[Text-to-region grounding data]
────────

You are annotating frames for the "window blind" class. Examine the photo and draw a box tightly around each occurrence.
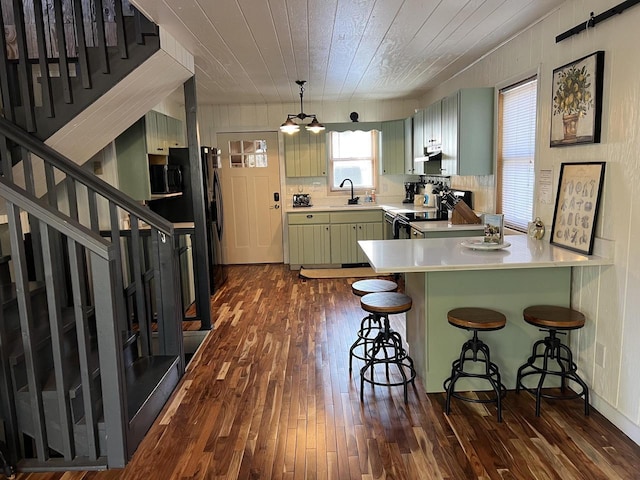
[499,78,537,231]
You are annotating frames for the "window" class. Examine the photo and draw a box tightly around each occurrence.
[498,77,537,231]
[228,140,267,168]
[328,130,378,191]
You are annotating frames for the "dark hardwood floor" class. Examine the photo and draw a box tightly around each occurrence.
[12,264,640,479]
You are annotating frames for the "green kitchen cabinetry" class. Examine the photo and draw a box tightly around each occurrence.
[144,110,185,155]
[115,111,185,201]
[441,88,494,176]
[411,108,424,175]
[404,117,413,175]
[329,210,383,265]
[284,129,326,177]
[380,119,405,175]
[115,117,151,201]
[413,100,444,175]
[288,212,331,265]
[287,209,383,267]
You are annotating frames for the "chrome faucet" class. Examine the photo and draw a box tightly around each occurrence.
[339,178,359,204]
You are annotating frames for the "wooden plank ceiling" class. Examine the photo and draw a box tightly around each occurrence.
[130,0,561,105]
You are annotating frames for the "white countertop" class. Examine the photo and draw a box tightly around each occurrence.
[358,234,612,274]
[284,202,430,213]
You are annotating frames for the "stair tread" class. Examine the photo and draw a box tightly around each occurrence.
[15,337,100,396]
[126,355,179,420]
[8,306,95,365]
[0,281,45,309]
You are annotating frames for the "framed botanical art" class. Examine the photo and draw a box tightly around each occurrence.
[550,162,605,255]
[550,51,604,147]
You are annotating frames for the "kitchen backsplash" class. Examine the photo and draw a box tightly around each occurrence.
[285,172,495,212]
[284,174,413,206]
[450,174,495,213]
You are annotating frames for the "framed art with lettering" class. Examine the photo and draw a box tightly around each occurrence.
[550,162,605,254]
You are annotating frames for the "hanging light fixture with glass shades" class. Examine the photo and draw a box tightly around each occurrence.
[280,80,325,134]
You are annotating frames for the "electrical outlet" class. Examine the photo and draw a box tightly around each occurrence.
[595,342,605,367]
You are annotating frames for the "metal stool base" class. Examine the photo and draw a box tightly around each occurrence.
[349,314,382,371]
[516,330,589,416]
[359,314,416,403]
[443,331,506,422]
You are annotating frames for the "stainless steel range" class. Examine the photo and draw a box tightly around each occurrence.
[384,209,449,239]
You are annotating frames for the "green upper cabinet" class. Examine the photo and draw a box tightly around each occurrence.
[413,100,444,176]
[440,88,494,176]
[144,110,185,155]
[423,99,443,175]
[411,108,425,175]
[404,117,413,175]
[284,129,327,177]
[380,119,405,175]
[115,111,185,201]
[166,116,185,149]
[115,118,151,201]
[424,99,442,149]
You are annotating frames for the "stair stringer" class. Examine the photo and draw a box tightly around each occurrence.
[12,28,195,199]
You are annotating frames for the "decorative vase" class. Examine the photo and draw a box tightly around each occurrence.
[562,113,579,141]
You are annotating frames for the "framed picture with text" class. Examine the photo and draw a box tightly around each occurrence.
[550,162,605,255]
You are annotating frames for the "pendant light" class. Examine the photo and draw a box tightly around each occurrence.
[280,80,325,134]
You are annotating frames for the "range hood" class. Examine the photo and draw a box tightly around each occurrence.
[414,144,442,162]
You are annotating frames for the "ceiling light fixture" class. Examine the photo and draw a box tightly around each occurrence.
[280,80,325,134]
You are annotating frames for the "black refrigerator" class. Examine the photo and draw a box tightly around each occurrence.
[150,146,227,294]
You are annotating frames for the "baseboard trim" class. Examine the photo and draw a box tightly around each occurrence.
[590,391,640,446]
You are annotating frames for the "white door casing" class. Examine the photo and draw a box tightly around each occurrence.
[217,132,283,264]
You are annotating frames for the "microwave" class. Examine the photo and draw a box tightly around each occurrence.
[149,164,182,194]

────────

Reproduce every record above exactly, omitting the pictures.

● Solution for this exercise
You are annotating frames for the "window blind" class. Examine the photo and draw a box tightly around each occurrence.
[499,78,537,231]
You are annotating frames for the "window" class. Examine the photo and draw a box tightly around each occurrence.
[498,77,537,231]
[228,140,267,168]
[328,130,378,191]
You are annotating frames for the "dark hardwood floor" class. Examine the photo and draw a box tightly around each occurrence.
[12,264,640,479]
You are annotating frames for the "green kitchen cabinetry" class. Examine the photo and draw a box tightly around each occurrence.
[144,110,185,155]
[115,111,185,201]
[441,88,494,176]
[411,108,424,175]
[404,117,413,175]
[329,210,383,265]
[284,129,326,177]
[380,119,405,175]
[115,117,151,201]
[413,100,444,175]
[288,212,331,265]
[287,209,383,267]
You are annotating frames for the "chrome faucet" class. Examine the photo and draw a box tightly around each occurrence.
[339,178,359,204]
You are annotating frames for the "wooden plank ceiling" class. Examine the photo and draw a box tightly around each occurrence.
[130,0,561,105]
You are annotating frames for the "white countertop" class. Examine the photo and draw a box tightly around each occurrence.
[358,234,612,274]
[284,202,430,213]
You are annotating frames for the "stair tread" class. Examine the photo and draw a box tightly around each occurrence.
[15,337,100,396]
[126,355,179,420]
[8,306,95,365]
[0,281,45,309]
You are annotating frames for the "framed botanical art" class. Examine the photo and draw a box tightly around each occurrence.
[550,162,605,255]
[550,51,604,147]
You are annotating frames for the "kitchen backsplash" class. Examine the photo and draw a box tightly around each occurrence.
[285,172,495,212]
[284,174,413,206]
[450,174,495,213]
You are annotating frames for the "framed art with lettering" class. Examine the photo and draw a box tightly around each occurrence.
[550,162,605,254]
You are annotating frames for the "hanging light fixture with glass shades" class. Examine the photo and draw a box tightly around each occurrence.
[280,80,325,134]
You are annotating frames for the "electrical outlet" class. Examine the photo and draw a box tightly around each occurrence.
[595,342,605,367]
You are annotating frames for the "metal stool base" class. Examine the photo and draw a box tightly around each occurrence.
[349,314,382,371]
[516,330,589,416]
[359,314,416,403]
[443,331,506,422]
You are annotating frames for the "stainless steel range" class. Examine the photo and draw a box tightly around each occurrence.
[384,209,449,239]
You are annotating frames for the "green upper cabinet" class. Examine the photo and draw a box tightly around each occurrence.
[413,100,444,176]
[440,88,494,176]
[144,110,185,155]
[423,99,443,175]
[411,108,425,175]
[404,117,413,175]
[284,129,327,177]
[380,119,405,175]
[115,111,185,201]
[166,116,185,149]
[115,118,151,201]
[424,99,442,149]
You are annotating frames for the "stair stringer" class. Examine the photo and draw a box tightly around each occurrence.
[12,28,195,199]
You are annotating frames for the "decorative vase" class. Examine the photo and draw a box tightly around each occurrence.
[562,113,579,141]
You are annotating frames for the "framed picture with text" class. Examine the photo and draw a box tightly around each occurrence.
[550,162,605,255]
You are annotating frames for the "pendant light" class. Examine the photo and draw a box tightly around each occurrence.
[280,80,325,134]
You are annotating frames for the "range hood" class. Examine the photo and draw a box tightly around each occurrence.
[414,144,442,162]
You are annotating frames for the "ceiling light fixture" class. Examine the photo and draw a box tightly around each occurrence.
[280,80,325,134]
You are annotating frames for the "black refrigerator" class. Examine the photo and draw a box tightly around each occurrence.
[150,146,227,294]
You are annotating frames for the "baseboard trim" class. Examine the photo and draw a box tightly around each occurrence.
[590,391,640,446]
You are annotating frames for the "white door casing" class. Examine the photo and draw a box tightly around each occurrence.
[217,132,283,264]
You are annotating frames for the "microwave" class. Examine the photo and draw a box tightly around each occurrence.
[149,164,182,194]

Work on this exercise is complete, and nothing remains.